### [Consigne 1]
Selon le texte sur Uzak, comment Mehmet Emin Toprak est-il mort ?
### [Consigne 2]
Recopiez le passage du texte sur Uzak qui commence par « On y retrouve » et s'arrête après « présence est importune. », en substituant « bourg » à « village ».

### [Texte fourni]
----------------

Uzak – de Nuri Bilge Ceylan – 2002
C’est avec Uzak que le public français a découvert Nuri Bilge Ceylan. Grand Prix et double-prix d’interprétation masculine à Cannes, le film peut être considéré comme le troisième volet d’une trilogie informelle, qui a commencé avec Kasaba, le premier long métrage de Ceylan. Nuages de mai en était une sorte de making-of, dont Uzak ressemble à une suite qui ne dit pas son nom.
On y retrouve le personnage interprété par Mehmet Emin Toprak, cousin et complice incontournable de Ceylan dans ses premiers films, dont c’est l’ultime apparition puisqu’il meurt dans un accident de voiture avant même la projection à Cannes. Dans Nuages de mai, il était ce jeune homme paumé qui rêvait de partir pour Istambul. Dans Uzak, son nom a changé, mais on jurerait que c’est le même jeune homme paumé qui arrive à Istambul…
Il y est hébergé, le temps qu’il trouve un boulot, par un vague cousin, qui est surtout un ancien du même village, installé lui à Istambul depuis de nombreuses années. D’emblée, une sorte de malaise s’installe entre les deux hommes, entre le « rat de ville » et le « rat des champs », qui ont si peu à se dire. Le premier multiplie les gestes qui montre au second à quel point sa présence est importune.

----------------

### [Matériel fourni]

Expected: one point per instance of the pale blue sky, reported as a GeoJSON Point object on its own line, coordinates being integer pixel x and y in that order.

----------------

### [Résultat 1]
Il est mort dans un accident de voiture, avant même la projection du film à Cannes.

### [Résultat 2]
On y retrouve le personnage interprété par Mehmet Emin Toprak, cousin et complice incontournable de Ceylan dans ses premiers films, dont c’est l’ultime apparition puisqu’il meurt dans un accident de voiture avant même la projection à Cannes. Dans Nuages de mai, il était ce jeune homme paumé qui rêvait de partir pour Istambul. Dans Uzak, son nom a changé, mais on jurerait que c’est le même jeune homme paumé qui arrive à Istambul…
Il y est hébergé, le temps qu’il trouve un boulot, par un vague cousin, qui est surtout un ancien du même bourg, installé lui à Istambul depuis de nombreuses années. D’emblée, une sorte de malaise s’installe entre les deux hommes, entre le « rat de ville » et le « rat des champs », qui ont si peu à se dire. Le premier multiplie les gestes qui montre au second à quel point sa présence est importune.